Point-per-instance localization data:
════════════════

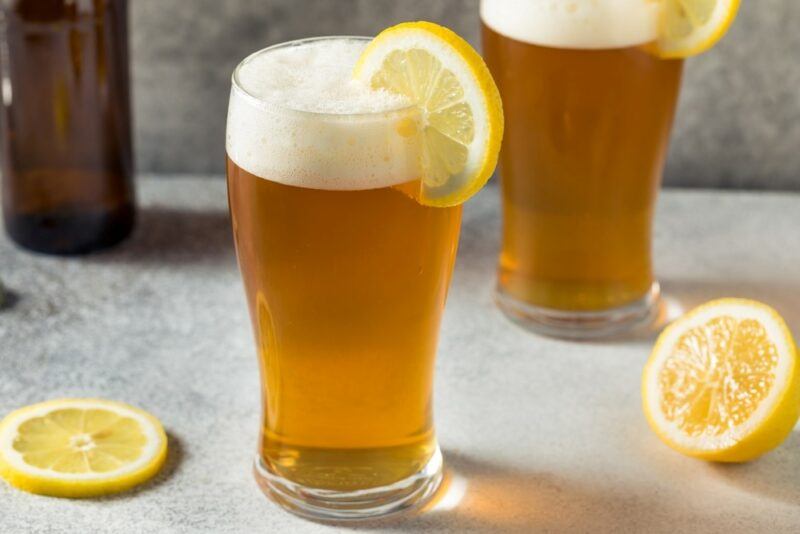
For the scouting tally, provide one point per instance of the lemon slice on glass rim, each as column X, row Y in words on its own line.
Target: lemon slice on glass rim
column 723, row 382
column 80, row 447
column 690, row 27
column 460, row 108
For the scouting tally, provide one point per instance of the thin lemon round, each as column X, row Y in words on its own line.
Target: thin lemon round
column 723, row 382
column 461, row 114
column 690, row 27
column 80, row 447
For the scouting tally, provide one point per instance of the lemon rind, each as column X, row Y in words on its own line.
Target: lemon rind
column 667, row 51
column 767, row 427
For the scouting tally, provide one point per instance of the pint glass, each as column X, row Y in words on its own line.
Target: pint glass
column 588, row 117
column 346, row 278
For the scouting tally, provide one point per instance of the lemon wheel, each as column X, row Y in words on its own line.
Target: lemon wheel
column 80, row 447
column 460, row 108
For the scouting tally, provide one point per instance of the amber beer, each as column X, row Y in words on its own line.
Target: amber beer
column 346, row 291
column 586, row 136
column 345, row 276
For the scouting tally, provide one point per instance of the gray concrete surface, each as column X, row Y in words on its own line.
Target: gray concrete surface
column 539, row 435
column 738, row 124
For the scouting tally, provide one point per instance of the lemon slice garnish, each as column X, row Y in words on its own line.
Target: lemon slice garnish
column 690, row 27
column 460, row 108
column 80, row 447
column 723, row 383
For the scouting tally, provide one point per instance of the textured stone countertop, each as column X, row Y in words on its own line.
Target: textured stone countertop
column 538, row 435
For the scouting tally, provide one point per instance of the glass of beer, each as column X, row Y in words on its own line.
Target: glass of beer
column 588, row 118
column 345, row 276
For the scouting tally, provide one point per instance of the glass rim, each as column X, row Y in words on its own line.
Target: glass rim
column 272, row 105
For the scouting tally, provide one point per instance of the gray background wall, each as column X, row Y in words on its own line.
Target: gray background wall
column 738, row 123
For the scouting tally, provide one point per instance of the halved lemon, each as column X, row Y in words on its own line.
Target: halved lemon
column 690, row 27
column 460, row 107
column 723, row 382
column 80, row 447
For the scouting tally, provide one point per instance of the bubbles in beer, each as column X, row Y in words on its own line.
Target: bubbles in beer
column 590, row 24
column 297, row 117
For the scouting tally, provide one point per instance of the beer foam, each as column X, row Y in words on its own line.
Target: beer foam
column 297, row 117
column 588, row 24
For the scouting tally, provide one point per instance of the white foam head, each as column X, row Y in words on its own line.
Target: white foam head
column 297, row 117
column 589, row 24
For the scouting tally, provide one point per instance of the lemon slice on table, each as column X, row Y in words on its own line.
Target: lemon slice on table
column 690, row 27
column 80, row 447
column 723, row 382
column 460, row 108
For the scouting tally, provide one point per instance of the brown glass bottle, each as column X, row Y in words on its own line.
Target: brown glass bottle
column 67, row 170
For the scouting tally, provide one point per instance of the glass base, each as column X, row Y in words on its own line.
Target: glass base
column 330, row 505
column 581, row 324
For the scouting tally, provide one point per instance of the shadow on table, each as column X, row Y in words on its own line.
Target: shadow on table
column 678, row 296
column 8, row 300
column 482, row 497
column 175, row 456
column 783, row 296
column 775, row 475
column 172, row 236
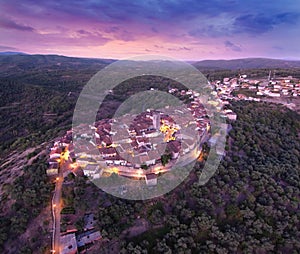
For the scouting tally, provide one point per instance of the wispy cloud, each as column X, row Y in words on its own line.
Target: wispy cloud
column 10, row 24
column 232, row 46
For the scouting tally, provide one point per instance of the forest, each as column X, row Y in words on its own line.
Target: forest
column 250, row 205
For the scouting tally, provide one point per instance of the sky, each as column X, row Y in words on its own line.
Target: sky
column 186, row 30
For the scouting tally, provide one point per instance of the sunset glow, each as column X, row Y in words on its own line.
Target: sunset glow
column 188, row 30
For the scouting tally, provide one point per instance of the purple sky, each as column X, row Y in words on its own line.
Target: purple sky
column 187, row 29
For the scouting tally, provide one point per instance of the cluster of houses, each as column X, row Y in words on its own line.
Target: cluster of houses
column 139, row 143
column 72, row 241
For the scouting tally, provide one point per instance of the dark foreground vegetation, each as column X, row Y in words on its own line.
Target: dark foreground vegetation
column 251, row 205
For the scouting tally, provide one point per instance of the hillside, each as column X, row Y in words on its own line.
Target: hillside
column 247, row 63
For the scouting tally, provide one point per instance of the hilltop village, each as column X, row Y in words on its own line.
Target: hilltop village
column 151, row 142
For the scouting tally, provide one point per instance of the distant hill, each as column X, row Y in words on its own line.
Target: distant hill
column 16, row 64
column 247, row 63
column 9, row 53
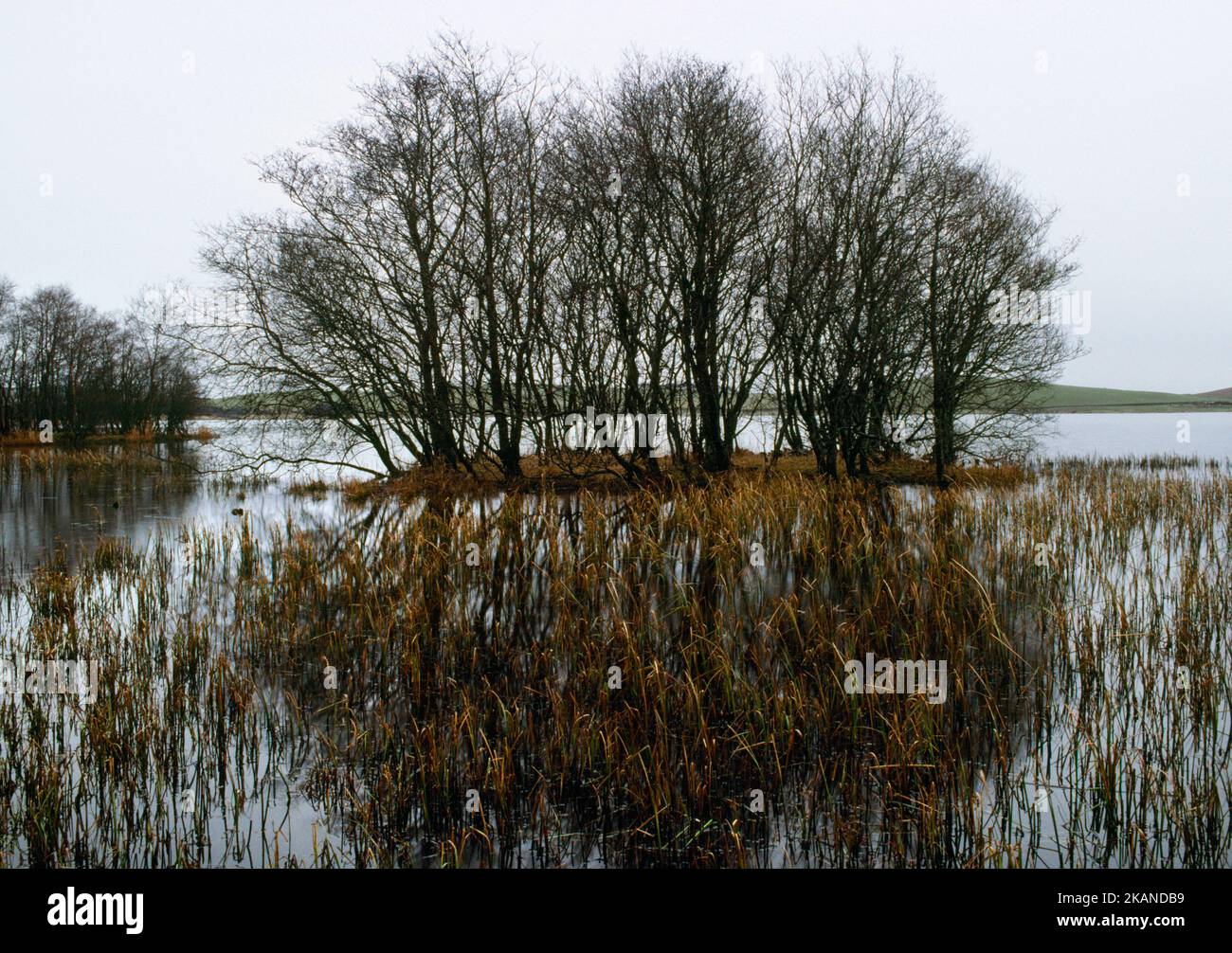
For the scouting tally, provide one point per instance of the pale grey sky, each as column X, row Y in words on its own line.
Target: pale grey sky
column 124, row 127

════════════════

Exercise: Write out every entry above exactly, minus the pictures.

Result of the task:
For the scouting tally, provide one point per instance of the lemon slice on glass rim, each as column X, row Y in words on its own line.
Target: lemon slice on glass rim
column 723, row 382
column 80, row 447
column 690, row 27
column 460, row 108
For the scouting tally, provide one point per instance of the thin lemon round, each as column X, row Y in words on its own line.
Target: thin lemon round
column 723, row 382
column 461, row 114
column 690, row 27
column 80, row 447
For the scouting tally, provide one point per instance of the lemon rind, each as column X, row Y in words on its own line.
Target: lemon rind
column 667, row 51
column 767, row 427
For the scouting tally, provide one point per instance of the pint glass, each as column X, row Y in words on its own line.
Target: pint glass
column 588, row 117
column 346, row 278
For the scouting tally, provide one point per instance of the lemon wheel, each as column X, row Y in words on its own line.
Target: lemon wheel
column 80, row 447
column 460, row 108
For the scouting tally, provide one point per instance of the amber beer, each as column X, row Y in words on its own line.
Target: amber beer
column 346, row 291
column 586, row 136
column 345, row 276
For the scouting tally, provide one point per instance of the gray concrete surface, each as column X, row Y in words on its own line.
Target: gray concrete surface
column 539, row 435
column 738, row 124
For the scouting tally, provide one point per instance of the lemon slice garnish, each as column X, row Y in words on its own line.
Target: lemon slice garnish
column 690, row 27
column 460, row 108
column 80, row 447
column 723, row 383
For the scouting tally, provide one point per instance of the textured stone countertop, each as column X, row Y in words on its own line.
Target: textured stone countertop
column 538, row 435
For the scouting tally, provide one point per instance of the glass of beer, each as column X, row Y in words on its own line.
Target: glass of beer
column 588, row 118
column 345, row 276
For the scouting tally, provide one point per instance of the glass rim, each as column X, row Y in words on its own line.
Target: glass rim
column 272, row 105
For the scouting tally, provide one point per instance of the gray background wall, each as column X, row Y in words on its own line.
Target: gray background wall
column 738, row 123
For the scouting tally, provide one point per instance of the halved lemon, each as column X, row Y in words on its own line.
Target: halved lemon
column 690, row 27
column 460, row 107
column 723, row 382
column 80, row 447
For the scouting tally, provide one point per instance of the bubbles in beer, each as column X, row Y in words on its own line.
Target: bubbles in beer
column 590, row 24
column 297, row 117
For the scouting tally, provide one point per instance of the beer foam, each as column X, row Y in words on its own line.
Target: beer foam
column 297, row 117
column 588, row 24
For the scouting tally, provide one point per instance of the white foam head, each as column X, row Y in words on its own line.
Target: white foam head
column 297, row 117
column 589, row 24
For the scouting tally, provide one point per instance of the lemon slice on table, each as column X, row Y in words on its own line.
Target: lemon slice on table
column 690, row 27
column 80, row 447
column 723, row 382
column 460, row 108
For the scouting tally, provide one point per instance of the brown glass bottle, each as column X, row Y in words on its own line.
Target: brown glass bottle
column 67, row 170
For the scouting tally, provide one point per instance of the glass base, each as column X, row Y in words on its own line.
Target: glass base
column 330, row 505
column 581, row 324
For the scouting tally, provide one point per instance of the shadow on table, each as column X, row Y in words on its own line.
Target: shadow on table
column 678, row 296
column 8, row 300
column 482, row 497
column 175, row 456
column 783, row 296
column 775, row 475
column 172, row 236
For the scouting tally, provide one point per instance of the wispy cloud, each as column X, row Y in words on its own line.
Target: wispy cloud
column 10, row 24
column 232, row 46
For the scouting tally, provide one point per instance of the forest, each as column X, row Y in words on its own line.
Target: forest
column 250, row 205
For the scouting tally, provide one point per instance of the sky, each as column X, row Y in words on its own line.
Target: sky
column 186, row 30
For the scouting tally, provide one point per instance of the sunset glow, each as column X, row Y in words on its own line.
Target: sunset glow
column 188, row 30
For the scouting tally, provide one point per instance of the purple sky, each as column X, row Y in words on its own line.
Target: purple sky
column 187, row 29
For the scouting tally, provide one point per instance of the cluster of houses, each as column X, row Y in words on its own line.
Target: cluster of houses
column 139, row 143
column 72, row 241
For the scouting tally, provide one point per instance of the dark foreground vegetation, each as column X, row Y in words on its own line.
Target: dark foreground vegetation
column 251, row 205
For the scouting tally, provide one point per instance of the hillside, each as column X, row Y in words on its own line.
Target: hillside
column 247, row 63
For the scouting tally, provide one point per instance of the hilltop village, each as column X, row Y in words on its own line.
Target: hilltop village
column 151, row 142
For the scouting tally, provide one point per instance of the distant hill, each as column X, row Y in words on its own line.
Target: distant hill
column 16, row 64
column 247, row 63
column 9, row 53
For the scouting tally, provide one point per instance of the pale grey sky, each as column X, row Y in words on its own line.
Target: pale grey sky
column 124, row 127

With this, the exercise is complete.